● **SHORT TASK 1**
In the text about Annie Dillard, how old was she when Pilgrim at Tinker Creek won the Pulitzer Prize?

● **DOCUMENT**
————

American nonfiction writer and novelist Annie Dillard was born in Pittsburgh, Pennsylvania (April 30, 1945). In 1970, she began keeping journals of her daily walks around Tinker Creek, by her home outside the Blue Ridge Mountains in Virginia. She’d write about everything she saw, like animals and birds, and even her reflections on theology and literature. Eventually, she wrote so much she filled 20 volumes of journals. She decided she had enough for a book and at the very end, she was writing for 15 to 16 hours a day. That book, Pilgrim at Tinker Creek (1974), won the Pulitzer Prize, when Annie Dillard was just 29 years old.
Dillard was the daughter of an oil company executive and read voraciously as a child. She says, “I opened books like jars.” One of her very favorites was The Field Book of Ponds and Streams (1930) by Ann Haven Morgan. She wrote about growing up in Pittsburgh in her autobiography, An American Childhood(1987). It was so popular that it helped usher in the memoir craze.
Dillard went to college, and ended up marrying her writing professor. She says: “In college I learned how to learn from other people. As far as I was concerned, writing in college didn’t consist of what little Annie had to say, but what Wallace Stevens had to say. I didn’t come to college to think my own thoughts; I came to learn what had been thought.” Annie Dillard’s books include Holy the Firm (1977), which is only 66 pages long, but took 14 months to write; Teaching a Stone to Talk (1982); and The Maytrees (2007).
Her advice: “One of the few things I know about writing is this: spend it all, shoot it, play it, lose it, all, right away, every time. Do not hoard what seems good for a later place in the book, or for another book; give it, give it all, give it now. The impulse to save something good for a better place later is the signal to spend it now. Something more will arise for later, something better. These things fill from behind, from beneath, like well water. Similarly, the impulse to keep to yourself what you have learned is not only shameful, it is destructive. Anything you do not give freely and abundantly becomes lost to you. You open your safe and find ashes.”

————

● **MATERIAL PROVIDED**
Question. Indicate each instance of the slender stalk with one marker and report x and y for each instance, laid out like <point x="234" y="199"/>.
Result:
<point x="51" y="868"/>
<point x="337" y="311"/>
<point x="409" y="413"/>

————

● **SHORT TASK 2**
Pick out and copy every line of the records that contains the string "point".

● **FULL OUTPUT 1**
She was 29 years old.

● **FULL OUTPUT 2**
Question. Indicate each instance of the slender stalk with one marker and report x and y for each instance, laid out like <point x="234" y="199"/>.
<point x="51" y="868"/>
<point x="337" y="311"/>
<point x="409" y="413"/>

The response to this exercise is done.